● **YOUR OBJECTIVE**: For the copy, please give all of the data again exactly and leave the pictures out.

---------- EXTRACTED ENTRIES

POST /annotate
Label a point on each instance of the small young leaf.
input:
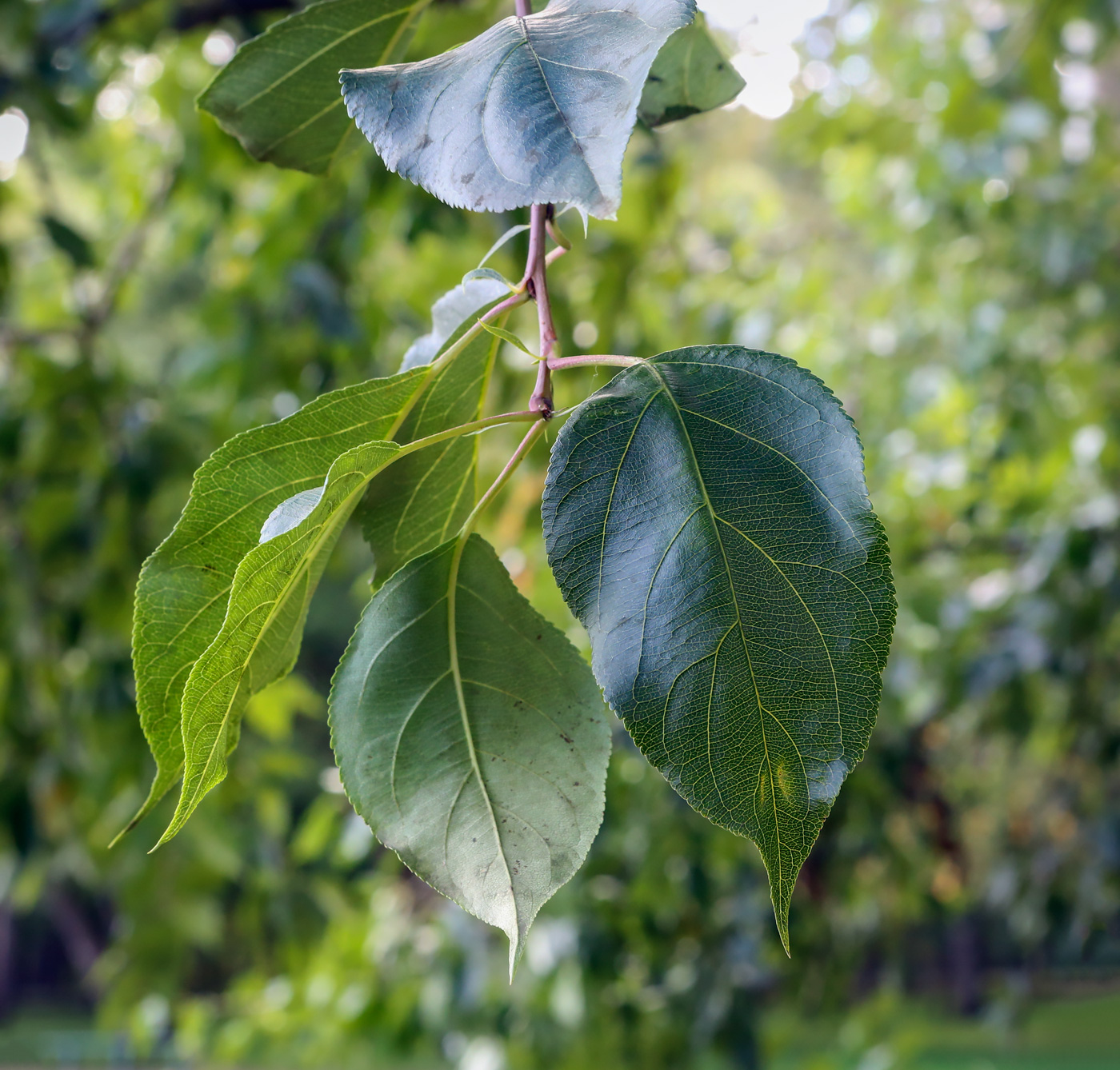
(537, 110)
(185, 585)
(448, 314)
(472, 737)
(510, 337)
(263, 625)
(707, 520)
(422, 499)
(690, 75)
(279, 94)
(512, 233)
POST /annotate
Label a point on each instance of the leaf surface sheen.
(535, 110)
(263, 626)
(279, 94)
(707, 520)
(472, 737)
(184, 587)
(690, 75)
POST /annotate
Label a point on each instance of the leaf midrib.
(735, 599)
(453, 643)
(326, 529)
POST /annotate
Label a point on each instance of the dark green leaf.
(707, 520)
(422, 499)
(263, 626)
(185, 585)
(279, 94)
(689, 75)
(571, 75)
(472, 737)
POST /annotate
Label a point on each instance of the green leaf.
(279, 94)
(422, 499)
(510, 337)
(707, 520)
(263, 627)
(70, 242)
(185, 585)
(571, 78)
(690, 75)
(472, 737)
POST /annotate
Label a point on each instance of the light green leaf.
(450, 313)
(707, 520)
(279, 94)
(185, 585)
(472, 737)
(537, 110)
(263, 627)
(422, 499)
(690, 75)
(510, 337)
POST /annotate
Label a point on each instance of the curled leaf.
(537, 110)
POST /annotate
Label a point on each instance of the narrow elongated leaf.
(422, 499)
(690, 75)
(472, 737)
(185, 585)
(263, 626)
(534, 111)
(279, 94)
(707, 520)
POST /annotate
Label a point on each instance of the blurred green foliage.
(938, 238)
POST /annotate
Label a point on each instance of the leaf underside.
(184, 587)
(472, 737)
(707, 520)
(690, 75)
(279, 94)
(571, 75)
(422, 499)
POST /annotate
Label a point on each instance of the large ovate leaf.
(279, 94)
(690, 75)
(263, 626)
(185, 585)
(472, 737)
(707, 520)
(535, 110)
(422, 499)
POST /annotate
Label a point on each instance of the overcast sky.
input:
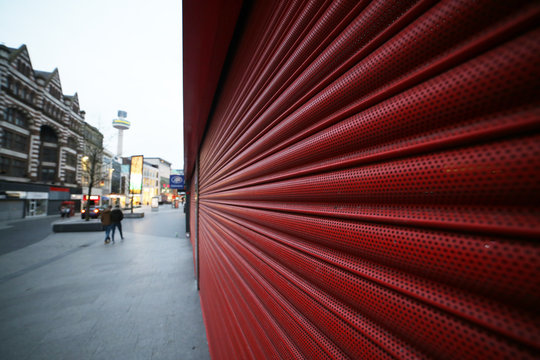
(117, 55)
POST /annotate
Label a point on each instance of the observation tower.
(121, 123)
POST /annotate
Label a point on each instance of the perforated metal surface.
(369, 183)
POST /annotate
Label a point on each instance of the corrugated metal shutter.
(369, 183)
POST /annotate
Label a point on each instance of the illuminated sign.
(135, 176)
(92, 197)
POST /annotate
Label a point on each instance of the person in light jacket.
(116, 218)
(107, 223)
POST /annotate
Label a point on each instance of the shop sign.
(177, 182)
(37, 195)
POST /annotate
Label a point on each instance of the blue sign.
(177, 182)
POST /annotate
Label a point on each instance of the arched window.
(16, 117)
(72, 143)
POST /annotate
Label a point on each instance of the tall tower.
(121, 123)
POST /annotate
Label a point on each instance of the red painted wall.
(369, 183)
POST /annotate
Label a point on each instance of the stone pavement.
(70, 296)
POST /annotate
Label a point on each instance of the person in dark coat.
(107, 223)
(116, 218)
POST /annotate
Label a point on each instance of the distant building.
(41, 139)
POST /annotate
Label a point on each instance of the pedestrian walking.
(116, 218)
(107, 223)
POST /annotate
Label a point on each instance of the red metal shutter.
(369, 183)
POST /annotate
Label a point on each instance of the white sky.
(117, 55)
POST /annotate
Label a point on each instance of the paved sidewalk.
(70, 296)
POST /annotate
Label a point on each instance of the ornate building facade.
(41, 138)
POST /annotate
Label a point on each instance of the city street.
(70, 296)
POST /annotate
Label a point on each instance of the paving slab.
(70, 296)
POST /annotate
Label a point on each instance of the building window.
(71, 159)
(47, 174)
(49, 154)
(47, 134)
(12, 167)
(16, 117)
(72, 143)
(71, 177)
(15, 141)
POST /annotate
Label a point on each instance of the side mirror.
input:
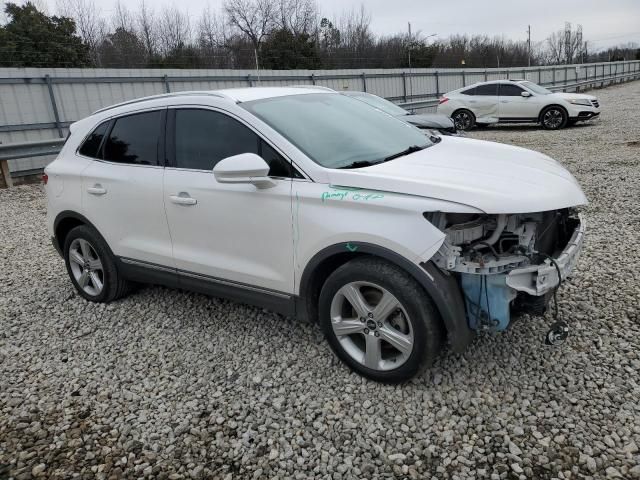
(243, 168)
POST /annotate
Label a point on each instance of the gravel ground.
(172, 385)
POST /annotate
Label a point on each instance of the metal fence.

--------------------

● **SOLUTION TO THIS EXERCISE**:
POST /annotate
Label a point on each instance of the small young leaf.
input:
(537, 110)
(185, 585)
(448, 314)
(472, 737)
(510, 337)
(263, 625)
(707, 520)
(422, 499)
(690, 75)
(279, 94)
(512, 233)
POST /annotate
Label a point on each instance of the leaf surface sheen.
(535, 110)
(263, 626)
(279, 94)
(707, 520)
(472, 737)
(184, 587)
(690, 75)
POST /annotate
Label a point on each instance of the leaf midrib.
(735, 599)
(453, 643)
(326, 529)
POST /annotate
Label a point on each instance of the dark green leaf.
(707, 520)
(422, 499)
(263, 626)
(185, 585)
(279, 94)
(689, 75)
(571, 75)
(472, 737)
POST /annotate
Label a point on each instance of the green leaf.
(279, 94)
(422, 499)
(510, 337)
(707, 520)
(263, 627)
(70, 242)
(185, 585)
(571, 78)
(690, 75)
(472, 737)
POST /annotate
Label a point on each instance of the light green leaf.
(450, 313)
(707, 520)
(279, 94)
(185, 585)
(472, 737)
(537, 110)
(263, 627)
(422, 499)
(690, 75)
(510, 337)
POST /annotate
Label a point on each instance of the curled leaf.
(537, 110)
POST /annotate
Label a point on each instance of the narrow elongated leaf.
(422, 499)
(690, 75)
(472, 737)
(185, 585)
(263, 626)
(534, 111)
(279, 94)
(707, 520)
POST /annotate
Label a point on each instance of the blurred green foliage.
(938, 238)
POST /annotate
Label a point on each instance of the leaf underside.
(184, 587)
(472, 737)
(707, 520)
(690, 75)
(279, 94)
(571, 75)
(422, 499)
POST /annotate
Label a point on each instance of the large ovate leaf.
(279, 94)
(690, 75)
(263, 626)
(185, 585)
(472, 737)
(707, 520)
(535, 110)
(422, 499)
POST /annotate
Label a point on each instance of the overcast sky.
input:
(117, 55)
POST /annotate
Label a point on each instance of the observation tower.
(121, 123)
POST /annotate
Label a point on each instance of the perforated metal surface.
(369, 183)
POST /annotate
Label a point on each instance of the corrugated metal shutter.
(369, 183)
POST /annotate
Label a point on each instance of the illuminated sign.
(135, 176)
(92, 197)
POST /annotate
Label a point on each instance of the person in light jacket.
(116, 218)
(107, 223)
POST /annotate
Label a point on each instance of the shop sign.
(177, 182)
(37, 195)
POST /annotate
Label a point on each instance of the blue sign.
(177, 182)
POST /annotate
Label a point on each instance of the arched window.
(16, 117)
(72, 143)
POST /annotate
Label a point on each instance of the tall tower.
(121, 123)
POST /annotate
Label a point on each instance of the red painted wall.
(369, 183)
POST /annotate
Label a point on each instance of the stone pavement.
(70, 296)
POST /annotate
Label a point on each instance of the person in dark coat.
(107, 223)
(116, 218)
POST /annotate
Label a point on each instance of the distant building.
(41, 139)
POST /annotate
Label a point on each instance of the pedestrian walking.
(116, 218)
(107, 223)
POST /annotate
Label a point on each instance of the red metal shutter.
(369, 183)
POST /annotate
Label a point on each instance of the white sky.
(117, 55)
POST /annotate
Label a point on each instance of the paved sidewalk.
(70, 296)
POST /annotate
Label a point on each instance of the ornate building facade.
(41, 138)
POST /annotate
Label a point on each instance of the city street.
(70, 296)
POST /annotate
Label a point on each instance of the paving slab.
(70, 296)
POST /annotate
Label a point on each instance of the building window.
(71, 159)
(47, 174)
(49, 154)
(47, 134)
(12, 167)
(16, 117)
(72, 143)
(71, 177)
(15, 141)
POST /annotate
Label a point on each instance of the side mirror.
input:
(243, 168)
POST /annotate
Label a point on each instance of the gravel ground.
(172, 385)
POST /annotate
Label a point on each instance of the metal fence.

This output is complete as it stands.